== Vorliegender Text ==

Buchbesprechung | Veröffentlicht in MIZ 1/14 | Geschrieben von Christoph Lammers

Rezension von Wolfgang Wippermann: Fundamentalismus.

Ra­dikale Strömungen in den Weltreligionen

Wolfgang Wippermann: Fundamentalismus. Ra­dikale Strömungen in den Weltreligionen. Verlag Herder, Freiburg i. Br. 2013. 176 Seiten, gebunden, Euro 16,99, ISBN 978-3-451-30476-7

Heutzutage gehört es zum Publikations-
verzeichnis eines jeden Geisteswis­senschaftlers dazu, etwas zum Thema Fundamentalismus veröffentlicht zu haben. Dies war nicht immer so.

Bis Ende der 1990er galt das Thema Fundamentalismus – insbesondere im Zusammenhang mit Religion – als eher unspektakulär. Den Religionswissenschaftler_innen in Deutschland, mehrheitlich Theologen, blieb es vorbehalten, die Religionen von Macht und Gewalt freizusprechen. In den Geistes- und Sozialwissenschaften fanden sich nur wenige, die sich kritisch zum Verhältnis von Politik und Religion äußerten und nach einem Zusammenhang von Moderne und religiösem Fundamentalismus fragten.

===
== Datensätze ==

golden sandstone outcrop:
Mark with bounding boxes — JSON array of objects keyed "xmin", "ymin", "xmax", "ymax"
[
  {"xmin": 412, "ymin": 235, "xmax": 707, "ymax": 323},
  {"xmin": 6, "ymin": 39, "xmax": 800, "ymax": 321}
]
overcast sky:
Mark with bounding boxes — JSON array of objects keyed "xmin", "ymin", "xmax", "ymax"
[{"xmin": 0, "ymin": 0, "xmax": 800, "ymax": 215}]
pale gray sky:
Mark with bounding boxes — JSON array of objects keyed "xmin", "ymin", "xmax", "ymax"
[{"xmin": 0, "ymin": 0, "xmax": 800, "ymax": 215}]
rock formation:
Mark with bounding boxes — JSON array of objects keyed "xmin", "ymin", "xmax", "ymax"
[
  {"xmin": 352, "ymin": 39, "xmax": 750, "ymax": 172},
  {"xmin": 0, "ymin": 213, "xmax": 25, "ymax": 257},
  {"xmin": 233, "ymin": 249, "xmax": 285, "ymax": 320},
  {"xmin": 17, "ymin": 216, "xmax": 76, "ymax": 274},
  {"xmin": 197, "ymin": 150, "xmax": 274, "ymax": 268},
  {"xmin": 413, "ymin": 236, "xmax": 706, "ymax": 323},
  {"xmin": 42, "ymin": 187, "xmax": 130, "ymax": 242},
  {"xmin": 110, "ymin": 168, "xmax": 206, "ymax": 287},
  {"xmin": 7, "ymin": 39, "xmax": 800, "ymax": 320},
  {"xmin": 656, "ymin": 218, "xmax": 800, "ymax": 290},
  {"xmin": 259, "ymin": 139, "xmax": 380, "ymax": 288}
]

===

## Aufgaben
[1] Schreiben Sie aus der Rezension zu Wippermanns Buch über Fundamentalismus den Abschnitt von „Wolfgang Wippermann: Fundamentalismus. Ra­dikale“ bis „religiösem Fundamentalismus fragten.“ wortgetreu ab.
[2] In welchem Verlag ist das in der Rezension besprochene Buch erschienen?
[3] Schreiben Sie die Rezension zu Wippermanns Buch über Fundamentalismus im Anschluss an ihren letzten Satz weiter.

## Lösungen
[1]
Wolfgang Wippermann: Fundamentalismus. Ra­dikale Strömungen in den Weltreligionen. Verlag Herder, Freiburg i. Br. 2013. 176 Seiten, gebunden, Euro 16,99, ISBN 978-3-451-30476-7

Heutzutage gehört es zum Publikations-
verzeichnis eines jeden Geisteswis­senschaftlers dazu, etwas zum Thema Fundamentalismus veröffentlicht zu haben. Dies war nicht immer so.

Bis Ende der 1990er galt das Thema Fundamentalismus – insbesondere im Zusammenhang mit Religion – als eher unspektakulär. Den Religionswissenschaftler_innen in Deutschland, mehrheitlich Theologen, blieb es vorbehalten, die Religionen von Macht und Gewalt freizusprechen. In den Geistes- und Sozialwissenschaften fanden sich nur wenige, die sich kritisch zum Verhältnis von Politik und Religion äußerten und nach einem Zusammenhang von Moderne und religiösem Fundamentalismus fragten.

[2] Im Verlag Herder in Freiburg i. Br.

[3]
Nach 9-11 hat sich diese Situation insoweit gewandelt, als dass das Interesse an Religion, insbesondere an den fundamentalistischen Strömungen innerhalb derselbigen, rasant anstieg. Vorstellungen und Einstellungen rückten zunehmend in den Mittelpunkt des Interesses und es wurde nicht länger vom Ende der Religion, sondern von dem Beginn eines religiös-spirituellen Zeitalters gesprochen. Auch und vor allem dem Fundamentalismus wurde besondere Bedeutung beigemessen. Es sei daher schon jetzt die ketzerische Frage gestellt, ob wirklich jedes Buch zum Thema das erfüllt, was es verspricht? Denn man kann nicht umhin festzustellen, dass hier ein Markt entstanden ist, an dem verschiedene Personen, Institutionen und Strömungen partizipieren und verdienen wollen.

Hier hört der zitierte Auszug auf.